== Source passage

Wednesday was another banner day at our home, and no, you shouldn’t read that with any kind of sarcasm. I mentioned in a post earlier this year (clear back in January) that my step-son had asked for me to adopt him. Well, it took nine months and a lot of frustration, but that dream became a reality on Wednesday, and my son is now legally mine.
The word “adoption” plays a big role in our family. Both my husband and I were adopted by our parents when we were infants. In my case, when I was just four days old, and in his, when he was just a few hours old. We have many friends who were also adopted. My dear friend Melinkers (not her real name, of course), our close friend the Asian Bombshell (again, not her real name), my writing friend Carolyn, and the husband of my good friend Chrissy were all adopted children.
Being adopted comes with its own unique set of issues and insecurities, but it also comes with the guarantee that you were a chosen child, a child for whom your adoptive parents may have waited years. Most of us, though certainly not all, were raised with the knowledge that we had two mothers who loved us, not just one.
In many ways, my son is a lot more like me now. He knows his biological mother loves him, but he also knows that her mental health doesn’t allow her to act ways that fully demonstrate this love. That’s why he made the choice he made: to show that he understands what love and security are and that he chooses to be identified with a family that offers him that full-time.
My oldest daughter made the same choice when she was 15, though we realize now that her choice had less to do with her biological dad being crazy than with her step-mother at the time. Unfortunately, her biological dad sided with the the insanity over his own flesh-and-blood daughter, so she made it known that her world and her well-being required more stability than that, and she asked her step-dad to make official what we had known since she was four-years-old.
(I’ll post the picture of my son’s adoption when I get them from my sister-in-law) The day of her adoption, our family celebrated together – even my parents who were divorced and could barely stand to be in the same room together united for this event, which demonstrates how powerful and significant a decision it was.
The same was true on Wednesday. My son’s maternal grandmother – my husband’s ex-mother-in-law – came to support our family. At one point the judge even asked her to give testimony about her daughter, about the damage that her daughter’s mental health has caused to their relationship. With the exception of calling her mother to tell her that her son was being adopted and would therefore no longer be her grandson, this woman hadn’t heard from her daughter in nearly 11 years. That’s a long story best saved for another blog.
I think our society has a tendency to throw the word “adoption” around in a way that really undermines its significance. We adopt an attitude, or we adopt new rules or policies, but when using the word to apply to human beings, I think a more spiritual and a more thoughtful tone need to be in place.

====

Task to carry out: Extend the personal post about adoption, picking up right after its last sentence.

== The data

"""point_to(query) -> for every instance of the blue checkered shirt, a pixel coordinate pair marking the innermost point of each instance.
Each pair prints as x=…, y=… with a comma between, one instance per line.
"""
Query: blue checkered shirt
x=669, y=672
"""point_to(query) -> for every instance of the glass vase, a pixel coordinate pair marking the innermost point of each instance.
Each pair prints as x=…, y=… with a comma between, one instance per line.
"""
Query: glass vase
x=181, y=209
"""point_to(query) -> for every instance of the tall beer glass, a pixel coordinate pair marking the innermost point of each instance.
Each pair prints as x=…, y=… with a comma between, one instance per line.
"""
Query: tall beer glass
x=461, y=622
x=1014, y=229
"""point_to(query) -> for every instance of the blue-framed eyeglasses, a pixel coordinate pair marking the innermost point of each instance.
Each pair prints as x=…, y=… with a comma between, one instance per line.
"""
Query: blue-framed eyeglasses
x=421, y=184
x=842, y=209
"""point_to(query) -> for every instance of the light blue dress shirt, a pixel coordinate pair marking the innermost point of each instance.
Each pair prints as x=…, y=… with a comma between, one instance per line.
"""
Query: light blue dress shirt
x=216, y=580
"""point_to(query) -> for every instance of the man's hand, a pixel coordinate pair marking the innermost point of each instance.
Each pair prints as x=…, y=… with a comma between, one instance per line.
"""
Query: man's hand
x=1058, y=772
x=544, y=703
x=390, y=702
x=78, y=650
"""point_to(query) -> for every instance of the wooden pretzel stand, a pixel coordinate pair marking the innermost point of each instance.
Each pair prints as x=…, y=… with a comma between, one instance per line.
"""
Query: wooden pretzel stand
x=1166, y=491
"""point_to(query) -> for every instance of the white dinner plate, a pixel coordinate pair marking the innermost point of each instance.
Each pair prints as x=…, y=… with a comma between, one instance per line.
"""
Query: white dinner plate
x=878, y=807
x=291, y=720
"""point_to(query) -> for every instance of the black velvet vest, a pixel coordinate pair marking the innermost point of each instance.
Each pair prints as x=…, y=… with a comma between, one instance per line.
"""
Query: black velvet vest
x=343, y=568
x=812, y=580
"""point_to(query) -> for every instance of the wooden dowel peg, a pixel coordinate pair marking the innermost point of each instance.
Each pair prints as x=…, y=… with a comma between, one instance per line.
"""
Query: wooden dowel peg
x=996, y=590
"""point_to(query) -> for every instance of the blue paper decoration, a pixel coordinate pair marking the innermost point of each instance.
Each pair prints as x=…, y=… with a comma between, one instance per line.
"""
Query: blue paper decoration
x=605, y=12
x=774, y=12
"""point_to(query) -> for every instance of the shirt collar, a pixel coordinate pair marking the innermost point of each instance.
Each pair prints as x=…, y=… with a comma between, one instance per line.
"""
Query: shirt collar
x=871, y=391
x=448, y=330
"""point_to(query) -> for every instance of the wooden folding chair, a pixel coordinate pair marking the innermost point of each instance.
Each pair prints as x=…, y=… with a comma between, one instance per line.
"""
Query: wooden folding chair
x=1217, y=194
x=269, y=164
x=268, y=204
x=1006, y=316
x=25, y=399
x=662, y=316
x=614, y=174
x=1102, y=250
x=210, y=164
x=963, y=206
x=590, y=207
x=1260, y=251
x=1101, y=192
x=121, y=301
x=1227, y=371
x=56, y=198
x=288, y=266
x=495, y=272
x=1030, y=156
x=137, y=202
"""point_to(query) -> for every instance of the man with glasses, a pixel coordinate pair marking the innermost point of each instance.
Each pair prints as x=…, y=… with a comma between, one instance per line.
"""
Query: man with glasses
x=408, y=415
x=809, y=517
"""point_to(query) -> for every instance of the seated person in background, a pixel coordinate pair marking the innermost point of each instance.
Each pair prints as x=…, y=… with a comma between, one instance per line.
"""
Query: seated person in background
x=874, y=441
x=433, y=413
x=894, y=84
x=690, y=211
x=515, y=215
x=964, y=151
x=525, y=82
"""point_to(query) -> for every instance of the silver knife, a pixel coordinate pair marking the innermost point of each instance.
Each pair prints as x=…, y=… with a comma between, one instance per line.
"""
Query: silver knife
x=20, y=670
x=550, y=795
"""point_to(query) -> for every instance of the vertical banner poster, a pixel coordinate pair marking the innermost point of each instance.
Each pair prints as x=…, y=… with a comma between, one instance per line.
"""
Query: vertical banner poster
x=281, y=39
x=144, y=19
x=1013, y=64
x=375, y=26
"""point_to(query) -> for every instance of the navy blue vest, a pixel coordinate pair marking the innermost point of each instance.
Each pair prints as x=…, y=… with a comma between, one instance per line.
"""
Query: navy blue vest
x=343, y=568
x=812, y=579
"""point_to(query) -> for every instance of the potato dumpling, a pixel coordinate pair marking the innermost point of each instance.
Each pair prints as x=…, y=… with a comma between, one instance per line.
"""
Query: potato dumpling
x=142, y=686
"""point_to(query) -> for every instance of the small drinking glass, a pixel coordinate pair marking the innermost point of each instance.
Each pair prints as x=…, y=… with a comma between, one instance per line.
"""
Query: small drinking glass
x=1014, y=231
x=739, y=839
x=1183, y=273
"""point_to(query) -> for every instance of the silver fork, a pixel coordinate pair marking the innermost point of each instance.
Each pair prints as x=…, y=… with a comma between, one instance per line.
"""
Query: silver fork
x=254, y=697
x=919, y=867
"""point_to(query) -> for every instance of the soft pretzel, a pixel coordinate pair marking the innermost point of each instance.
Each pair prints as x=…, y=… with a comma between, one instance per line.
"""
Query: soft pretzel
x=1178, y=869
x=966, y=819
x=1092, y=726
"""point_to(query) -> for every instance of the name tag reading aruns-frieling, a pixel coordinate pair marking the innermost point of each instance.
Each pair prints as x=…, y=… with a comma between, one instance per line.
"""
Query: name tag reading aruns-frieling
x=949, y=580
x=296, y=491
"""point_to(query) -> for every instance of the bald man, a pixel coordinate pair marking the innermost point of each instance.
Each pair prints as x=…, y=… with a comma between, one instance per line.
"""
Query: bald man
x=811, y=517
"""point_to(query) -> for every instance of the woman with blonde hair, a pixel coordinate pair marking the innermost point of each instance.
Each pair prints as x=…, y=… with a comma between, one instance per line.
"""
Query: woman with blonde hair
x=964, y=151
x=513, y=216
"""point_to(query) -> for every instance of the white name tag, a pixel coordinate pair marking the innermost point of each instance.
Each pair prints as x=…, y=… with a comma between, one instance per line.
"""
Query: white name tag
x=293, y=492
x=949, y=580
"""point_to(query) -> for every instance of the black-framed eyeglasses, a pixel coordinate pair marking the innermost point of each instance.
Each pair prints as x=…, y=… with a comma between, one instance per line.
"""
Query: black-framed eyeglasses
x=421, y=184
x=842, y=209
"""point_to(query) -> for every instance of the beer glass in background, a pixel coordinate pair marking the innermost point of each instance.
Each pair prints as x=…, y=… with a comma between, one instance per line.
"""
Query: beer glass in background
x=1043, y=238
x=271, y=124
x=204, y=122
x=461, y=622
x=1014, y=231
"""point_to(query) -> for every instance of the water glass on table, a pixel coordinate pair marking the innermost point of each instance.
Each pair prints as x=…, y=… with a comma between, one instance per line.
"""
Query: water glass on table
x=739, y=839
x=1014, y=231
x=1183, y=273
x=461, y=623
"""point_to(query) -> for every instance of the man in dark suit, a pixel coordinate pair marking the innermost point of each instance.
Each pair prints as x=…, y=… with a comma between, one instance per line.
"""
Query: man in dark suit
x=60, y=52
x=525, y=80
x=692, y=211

====

Output below:
What changed for my son and I this week was nothing, and it was everything. It didn’t change how I love him, because I’ve always loved him as if I had given birth to him. I don’t feel any differently about that now. What is different is that the word “step” no longer applies; not on paper, and not in any other form. I never felt as if I were his “step” mother, and I never treated him as if he were my “step” son. That term didn’t apply to my daughter and my husband either. He was her full-time dad, and she loves him no differently than if he were biologically related to her.
My husband and I have often talked about the fact that our parents are our parents, despite their lack of genetic contribution to our existence. I’ve had the opportunity to meet members of my biological family, but these people didn’t raise me. They are sweet, and loving, and I am blessed to have them in my life, but they are like close friends, not necessarily like relatives. I wasn’t raised with my biological sister, and as much as I love her and her family, I don’t have the bond with her that I share with my adoptive sister.
It’s an odd set of realities for those of us who, either by choice or by fate, belong to a family that doesn’t bear a biological connection. This is where faith and science intersect I guess; the whole “nature vs. nurture” debate moves to center stage. While science informs us that our biology gives us a genetic code and predispositions us to certain aspects of life, it doesn’t give us love. Those who bear our genetic makeup do not automatically meet our need for affection and caring. Adoption is the evidence that blood is not always thicker than water; that in fact, water that is the gift of love pours forth with much greater power and intensity than many blood ties together could achieve.
So Wednesday was another banner day in our home. It further strengthened our family, but as evidenced by the silly behavior of all three of my kids, it changed very little at all.